随着日本空军对中国城市狂轰滥炸的日益升级,四川和成都省市两级民防机构亦进一步加强了防空措施。1938年2月,成都防空指挥部制定了《避难区避难实施方案》。方案决定“以成都市为中心,距城四十里为半径之周围内各乡镇,划为避难区域”。1938年11月和1939年1月,四川全省防空司令部和四川省会防空司令部又相继颁布了《成都市人口疏散办法》和《四川省机关团体学校疏散办法》,也作了类似的规定,要求“机关、学校、工厂限三月底以前疏散,不必要留住城内之居民,限四月十五日自动疏散出城”。按照上述“方案”与“办法”划定的范围,避难区域主要包括:成都县全区、华阳县属的龙潭寺、西河场、保和场、万年场、大面铺、中和场、石羊场、黄龙场、白家场、簇桥等。万年场因此成为市民躲避空袭的栖身地之一,弃家而出的城区市民纷纷避难至此,或租住农家房舍,或自搭简陋窝棚,在尖厉的警报和呼啸的炸弹声中挨着艰难的日子,但也使原本人稀地僻的万年场人气陡增,热闹起来。

1938年11月8日上午11点14分,一个成都市民永该铭记的黑暗时刻——日本空军首次轰炸成都。[8]那天,从汉口起飞的18架敌机仿若一群凶煞的恶鹰在蓉城上空肆虐,118枚炸弹呼啸而掷,剧烈的爆炸,撕裂了成都秀丽的肌体。“呜——”凄厉的警报在弥漫的硝烟中回响,成都市民就此开始了长达六年“跑警报”的艰难岁月。

## 记录清单
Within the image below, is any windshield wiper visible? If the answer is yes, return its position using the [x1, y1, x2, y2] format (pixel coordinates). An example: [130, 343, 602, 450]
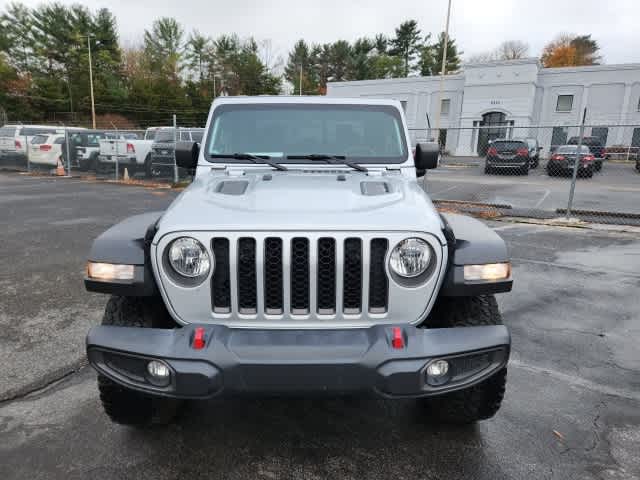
[209, 153, 289, 171]
[287, 153, 369, 172]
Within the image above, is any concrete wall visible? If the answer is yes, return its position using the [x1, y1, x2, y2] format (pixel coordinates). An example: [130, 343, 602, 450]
[327, 59, 640, 155]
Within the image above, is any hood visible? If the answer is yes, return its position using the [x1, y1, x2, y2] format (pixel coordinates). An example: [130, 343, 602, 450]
[159, 170, 442, 238]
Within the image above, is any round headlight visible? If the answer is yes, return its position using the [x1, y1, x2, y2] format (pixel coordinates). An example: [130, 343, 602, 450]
[389, 238, 431, 278]
[167, 237, 212, 278]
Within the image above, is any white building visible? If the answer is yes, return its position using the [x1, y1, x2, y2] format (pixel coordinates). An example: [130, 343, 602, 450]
[327, 58, 640, 155]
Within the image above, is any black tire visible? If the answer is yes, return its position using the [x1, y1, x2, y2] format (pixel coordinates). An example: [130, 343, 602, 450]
[421, 295, 507, 424]
[98, 296, 182, 427]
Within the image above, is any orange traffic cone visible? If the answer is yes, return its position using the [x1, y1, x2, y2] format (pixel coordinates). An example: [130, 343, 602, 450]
[56, 158, 65, 177]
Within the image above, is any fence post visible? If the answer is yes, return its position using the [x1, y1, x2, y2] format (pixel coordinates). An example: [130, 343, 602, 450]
[24, 131, 31, 173]
[64, 127, 71, 177]
[566, 108, 587, 220]
[173, 114, 178, 183]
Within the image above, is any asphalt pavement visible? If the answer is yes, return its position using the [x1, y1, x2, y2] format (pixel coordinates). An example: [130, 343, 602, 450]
[0, 173, 640, 480]
[425, 158, 640, 221]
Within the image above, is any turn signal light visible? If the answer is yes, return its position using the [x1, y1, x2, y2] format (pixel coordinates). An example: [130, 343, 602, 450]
[391, 327, 404, 350]
[191, 327, 206, 350]
[464, 262, 511, 282]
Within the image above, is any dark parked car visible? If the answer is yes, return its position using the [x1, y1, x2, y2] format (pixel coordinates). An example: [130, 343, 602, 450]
[484, 139, 531, 175]
[547, 145, 596, 178]
[151, 127, 204, 172]
[567, 137, 607, 172]
[514, 138, 542, 168]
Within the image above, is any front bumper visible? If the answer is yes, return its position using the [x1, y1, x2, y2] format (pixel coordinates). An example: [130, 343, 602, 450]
[87, 324, 511, 399]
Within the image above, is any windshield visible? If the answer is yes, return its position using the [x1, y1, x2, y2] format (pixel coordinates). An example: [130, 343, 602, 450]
[205, 104, 407, 163]
[491, 140, 527, 152]
[0, 127, 16, 137]
[556, 145, 589, 154]
[153, 128, 175, 142]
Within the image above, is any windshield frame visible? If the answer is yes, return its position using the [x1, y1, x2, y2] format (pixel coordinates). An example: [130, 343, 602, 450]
[201, 102, 409, 165]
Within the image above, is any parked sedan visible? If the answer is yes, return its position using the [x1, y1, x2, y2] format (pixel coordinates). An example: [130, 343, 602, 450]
[547, 145, 596, 178]
[484, 139, 531, 175]
[29, 133, 65, 168]
[567, 137, 608, 172]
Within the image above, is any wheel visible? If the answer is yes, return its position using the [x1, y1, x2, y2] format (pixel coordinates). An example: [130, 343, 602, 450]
[420, 295, 507, 424]
[98, 296, 182, 426]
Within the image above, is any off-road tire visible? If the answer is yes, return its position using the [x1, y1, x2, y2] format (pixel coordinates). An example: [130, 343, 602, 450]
[421, 295, 507, 424]
[98, 296, 182, 427]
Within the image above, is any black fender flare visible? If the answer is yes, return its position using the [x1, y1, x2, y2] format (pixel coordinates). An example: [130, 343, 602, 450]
[440, 213, 513, 297]
[84, 212, 163, 297]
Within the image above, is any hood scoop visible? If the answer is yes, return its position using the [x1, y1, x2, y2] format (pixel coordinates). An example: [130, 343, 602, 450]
[215, 180, 249, 195]
[360, 182, 391, 197]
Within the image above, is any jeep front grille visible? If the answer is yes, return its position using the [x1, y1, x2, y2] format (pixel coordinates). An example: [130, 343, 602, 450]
[211, 236, 389, 316]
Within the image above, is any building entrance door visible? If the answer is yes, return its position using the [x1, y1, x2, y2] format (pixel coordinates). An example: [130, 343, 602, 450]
[476, 112, 513, 156]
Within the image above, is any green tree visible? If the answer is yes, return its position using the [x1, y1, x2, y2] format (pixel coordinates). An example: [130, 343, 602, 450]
[185, 30, 211, 83]
[144, 17, 184, 79]
[349, 38, 376, 80]
[284, 39, 320, 95]
[390, 20, 421, 77]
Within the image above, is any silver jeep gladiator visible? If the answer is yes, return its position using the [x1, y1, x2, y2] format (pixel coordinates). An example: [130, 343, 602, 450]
[85, 97, 512, 425]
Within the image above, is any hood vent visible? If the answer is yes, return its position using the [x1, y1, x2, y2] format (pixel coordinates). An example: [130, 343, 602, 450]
[216, 180, 249, 195]
[360, 182, 390, 196]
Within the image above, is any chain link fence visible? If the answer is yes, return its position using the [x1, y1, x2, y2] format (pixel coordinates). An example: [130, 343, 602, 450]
[0, 117, 640, 225]
[410, 123, 640, 225]
[0, 116, 204, 183]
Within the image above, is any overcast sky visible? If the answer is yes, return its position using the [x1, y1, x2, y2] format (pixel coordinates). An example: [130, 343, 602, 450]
[8, 0, 640, 63]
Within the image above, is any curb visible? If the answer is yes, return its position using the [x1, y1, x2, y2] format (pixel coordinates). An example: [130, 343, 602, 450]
[556, 208, 640, 220]
[431, 200, 513, 210]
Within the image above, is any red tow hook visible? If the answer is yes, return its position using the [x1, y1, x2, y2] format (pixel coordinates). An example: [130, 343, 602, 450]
[391, 327, 404, 350]
[191, 327, 206, 350]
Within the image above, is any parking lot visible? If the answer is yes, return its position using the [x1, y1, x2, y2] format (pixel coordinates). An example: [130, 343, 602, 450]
[426, 158, 640, 222]
[0, 172, 640, 480]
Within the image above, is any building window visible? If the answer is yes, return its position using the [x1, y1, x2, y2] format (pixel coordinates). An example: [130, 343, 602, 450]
[440, 98, 451, 115]
[591, 127, 609, 145]
[551, 127, 569, 152]
[556, 95, 573, 112]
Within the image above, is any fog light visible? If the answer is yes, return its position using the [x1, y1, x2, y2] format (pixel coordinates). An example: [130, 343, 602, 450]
[147, 360, 171, 386]
[427, 360, 449, 387]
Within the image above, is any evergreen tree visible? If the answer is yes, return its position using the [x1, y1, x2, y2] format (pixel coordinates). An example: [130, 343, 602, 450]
[390, 20, 420, 77]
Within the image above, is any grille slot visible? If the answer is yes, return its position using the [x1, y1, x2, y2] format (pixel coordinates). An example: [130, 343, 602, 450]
[369, 238, 389, 313]
[291, 237, 309, 314]
[342, 238, 362, 314]
[264, 237, 284, 315]
[318, 238, 336, 315]
[211, 238, 231, 313]
[238, 238, 257, 314]
[209, 233, 398, 322]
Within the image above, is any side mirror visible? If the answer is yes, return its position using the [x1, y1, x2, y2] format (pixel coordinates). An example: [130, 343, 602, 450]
[413, 142, 440, 172]
[176, 142, 200, 170]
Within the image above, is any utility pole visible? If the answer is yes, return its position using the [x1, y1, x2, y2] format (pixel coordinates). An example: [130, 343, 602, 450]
[300, 63, 302, 96]
[87, 33, 96, 130]
[436, 0, 451, 144]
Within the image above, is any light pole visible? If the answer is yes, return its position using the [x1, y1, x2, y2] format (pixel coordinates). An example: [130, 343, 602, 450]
[86, 33, 96, 130]
[436, 0, 451, 145]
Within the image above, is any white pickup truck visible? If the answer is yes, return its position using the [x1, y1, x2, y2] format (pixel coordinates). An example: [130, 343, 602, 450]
[97, 127, 160, 176]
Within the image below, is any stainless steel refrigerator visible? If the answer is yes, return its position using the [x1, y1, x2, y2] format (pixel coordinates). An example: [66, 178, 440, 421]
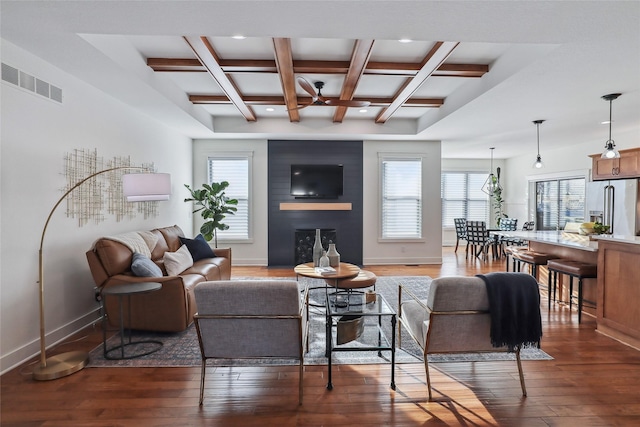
[585, 179, 640, 236]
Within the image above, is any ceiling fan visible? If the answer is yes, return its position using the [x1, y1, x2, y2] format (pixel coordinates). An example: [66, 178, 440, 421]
[296, 77, 371, 110]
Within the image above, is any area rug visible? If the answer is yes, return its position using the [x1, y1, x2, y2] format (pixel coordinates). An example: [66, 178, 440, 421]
[89, 276, 553, 367]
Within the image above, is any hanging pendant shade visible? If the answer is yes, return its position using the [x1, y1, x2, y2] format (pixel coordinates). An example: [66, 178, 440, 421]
[601, 93, 621, 159]
[482, 147, 502, 196]
[533, 120, 544, 169]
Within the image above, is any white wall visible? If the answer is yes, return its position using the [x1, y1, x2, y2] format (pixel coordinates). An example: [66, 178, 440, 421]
[191, 139, 269, 265]
[0, 40, 192, 372]
[362, 141, 442, 265]
[503, 129, 640, 225]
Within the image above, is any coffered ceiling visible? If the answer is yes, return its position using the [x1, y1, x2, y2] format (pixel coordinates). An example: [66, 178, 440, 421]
[144, 36, 496, 124]
[0, 0, 640, 158]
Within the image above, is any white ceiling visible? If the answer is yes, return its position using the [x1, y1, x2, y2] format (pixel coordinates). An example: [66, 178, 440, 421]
[0, 0, 640, 158]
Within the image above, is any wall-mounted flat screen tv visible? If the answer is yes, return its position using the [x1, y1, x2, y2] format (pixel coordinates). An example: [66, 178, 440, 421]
[291, 165, 343, 199]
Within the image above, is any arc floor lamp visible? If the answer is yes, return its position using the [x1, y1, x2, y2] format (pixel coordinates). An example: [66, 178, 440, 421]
[33, 166, 171, 380]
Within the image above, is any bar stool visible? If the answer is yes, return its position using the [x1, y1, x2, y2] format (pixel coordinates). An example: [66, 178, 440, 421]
[504, 246, 528, 271]
[547, 259, 598, 323]
[512, 249, 558, 280]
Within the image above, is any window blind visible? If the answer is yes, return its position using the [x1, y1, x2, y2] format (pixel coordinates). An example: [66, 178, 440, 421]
[381, 158, 422, 239]
[208, 157, 250, 240]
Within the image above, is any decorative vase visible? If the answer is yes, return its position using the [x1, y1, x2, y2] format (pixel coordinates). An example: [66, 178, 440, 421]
[318, 251, 329, 267]
[327, 243, 340, 268]
[313, 228, 323, 267]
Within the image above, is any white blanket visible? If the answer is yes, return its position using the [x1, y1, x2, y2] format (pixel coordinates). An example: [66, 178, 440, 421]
[103, 231, 158, 258]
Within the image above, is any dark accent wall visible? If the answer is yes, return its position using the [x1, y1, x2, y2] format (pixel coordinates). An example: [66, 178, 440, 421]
[268, 140, 363, 267]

## 待解问题
1. 根据这段关于成都防空的节选,日本空军首次轰炸成都时共投下了多少枚炸弹?
2. 请把这段关于成都防空的节选中从“随着日本空军对中国城市狂轰滥”一直到“的万年场人气陡增,热闹起来。”的文字一字不差地抄写下来。

## 各题答案
1. 共投下了118枚炸弹。

2.
随着日本空军对中国城市狂轰滥炸的日益升级,四川和成都省市两级民防机构亦进一步加强了防空措施。1938年2月,成都防空指挥部制定了《避难区避难实施方案》。方案决定“以成都市为中心,距城四十里为半径之周围内各乡镇,划为避难区域”。1938年11月和1939年1月,四川全省防空司令部和四川省会防空司令部又相继颁布了《成都市人口疏散办法》和《四川省机关团体学校疏散办法》,也作了类似的规定,要求“机关、学校、工厂限三月底以前疏散,不必要留住城内之居民,限四月十五日自动疏散出城”。按照上述“方案”与“办法”划定的范围,避难区域主要包括:成都县全区、华阳县属的龙潭寺、西河场、保和场、万年场、大面铺、中和场、石羊场、黄龙场、白家场、簇桥等。万年场因此成为市民躲避空袭的栖身地之一,弃家而出的城区市民纷纷避难至此,或租住农家房舍,或自搭简陋窝棚,在尖厉的警报和呼啸的炸弹声中挨着艰难的日子,但也使原本人稀地僻的万年场人气陡增,热闹起来。